Surgeons: Salary Overview
Surgeons are highly trained professionals who operate on patients to treat injuries, diseases, and deformities.
They perform surgeries in order to fix broken bones, treat cancerous tumors, and difformities.
A surgeon’s job description typically includes taking a patient’s medical history, updating charts to include current findings and treatment, reviewing test results, and performing surgeries.
They can use invasive, minimally-invasive, or non-invasive surgical methods.
Some surgeons practice general surgery while others specialize in one of the following fields, orthopedic surgery, plastic surgery, pediatric surgery, vascular surgery, transplant, or neurosurgery.
According to the United States Bureau of Labor Statistics, the mean annual wage for surgeons was $255,110 as of May 2018 but salaries vary depending on the surgeon’s specialty, the level of experience, the industry, and the region of employment.
Beginners typically make less than $100,000 a year while experienced surgeons can make more than $500,000 a year.
When calculating a surgeon’s earnings we should also mention that in order to become a surgeon you first have to finish four years of medical school and this can leave you with a huge student loan debt.
Surgeon Salary by Specialty
Salaries and total compensations vary widely depending on the surgeon’s specialty.
According to the Medscape Physician Compensation Report 2019, the average annual compensation for plastic surgeons was $471,000 while general surgeons earned, on average, $362,000 a year.
Salaries also vary depending on the region of employment, the place of employment, and the surgeon’s experience and education.
For example, self-employed general surgeons earned, on average, $386,000 per year while employed general surgeons made $348,000 a year.
As a self-employed surgeon, you can choose to either be a practice owner or you may partner with other physicians.
Being self-employed can help you earn a higher compensation package but it also implies additional responsibilities.

Task set:
**1)** In the surgeon salary overview, what mean annual wage for surgeons does the United States Bureau of Labor Statistics report as of May 2018?
**2)** Which specialty fields does the surgeon salary overview name as alternatives to general surgery? List every one.
**3)** Carry on the surgeon salary overview past its final sentence.

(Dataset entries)
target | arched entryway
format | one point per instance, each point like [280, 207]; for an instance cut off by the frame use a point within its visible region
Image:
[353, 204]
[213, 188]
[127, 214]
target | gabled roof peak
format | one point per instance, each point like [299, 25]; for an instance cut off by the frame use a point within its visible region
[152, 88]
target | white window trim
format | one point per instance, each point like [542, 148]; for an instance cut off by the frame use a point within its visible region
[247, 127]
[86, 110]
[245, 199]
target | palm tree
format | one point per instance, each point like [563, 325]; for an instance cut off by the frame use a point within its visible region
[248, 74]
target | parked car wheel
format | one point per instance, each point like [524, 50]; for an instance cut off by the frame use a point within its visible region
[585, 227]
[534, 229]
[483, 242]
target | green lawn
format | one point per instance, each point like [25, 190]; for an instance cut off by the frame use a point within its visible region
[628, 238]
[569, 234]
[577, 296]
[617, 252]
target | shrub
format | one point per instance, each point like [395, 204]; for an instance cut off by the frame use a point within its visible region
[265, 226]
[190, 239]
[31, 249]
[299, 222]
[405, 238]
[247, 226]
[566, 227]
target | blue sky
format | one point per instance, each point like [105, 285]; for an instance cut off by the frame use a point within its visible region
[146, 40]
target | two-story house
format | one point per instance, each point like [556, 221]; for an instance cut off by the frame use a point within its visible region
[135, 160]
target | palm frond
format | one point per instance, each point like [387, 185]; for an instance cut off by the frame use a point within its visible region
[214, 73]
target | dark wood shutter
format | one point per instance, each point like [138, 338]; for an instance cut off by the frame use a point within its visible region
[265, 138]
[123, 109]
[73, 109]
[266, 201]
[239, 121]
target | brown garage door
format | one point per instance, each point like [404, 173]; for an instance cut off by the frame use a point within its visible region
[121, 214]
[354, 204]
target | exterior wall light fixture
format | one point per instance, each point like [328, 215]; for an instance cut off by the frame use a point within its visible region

Task answers:
**1)** $255,110

**2)** Orthopedic surgery, plastic surgery, pediatric surgery, vascular surgery, transplant, neurosurgery

**3)**
Becoming certified by the American Board of Medical Specialists, the American Osteopathic Association, or the American Board of Physician Specialties can improve your employment prospects and earnings potential.
To become certified in your specialty you will need to spend several years in a residency program and pass a specialty certification exam.
Keeping up with the latest technologies and knowing how to perform minimally invasive surgeries can also improve a surgeon’s earning prospects.
Surgeon Salary by Industry
Surgeon salaries also vary based on the industry of employment.
According to the Bureau of Labor Statistics, surgeons held approximately 38,200 jobs in the United States in 2018, most of them being employed by offices of physicians, by general medical and surgical hospitals, or by colleges, universities, and professional schools.
Surgeons who were employed by offices of physicians earned, on average, $265,920 a year or $127.85 per hour.
General medical and surgical hospitals offered a $225,700 mean annual salary for surgeons.
The average annual wage for surgeons who worked for colleges, universities, and professional schools was $175,410 per year.
Outpatient care centers employed only 710 surgeons but paid them, on average, with $277,670 per year.
Specialty hospitals offered a mean annual wage of $235,770 for surgeons.
According to the Bureau of Labor Statistics employment for surgeons is projected to grow 1 percent in the United States from 2018 to 2028.
Demand for surgeons is expected to grow but it will be tempered by new technologies that allow surgeons to treat more patients in the same amount of time.
Job prospects vary depending on the surgeon’s specialty and the region of employment.
Employment opportunities are expected to be good especially for surgeons who are willing to relocate to underserved areas and for those in specialties dealing with health conditions that affect aging baby-boomers.
Cardiovascular surgeons, for example, will be especially in demand in the future.
* Based on information from the May 2019 salary report from the BLS. The figures represent accumulated data for all states of employment for Surgeons. BLS data represents averages and medians for workers at all levels of education and experience. This data doesn't represent starting salaries.
* Employment conditions in your area may vary.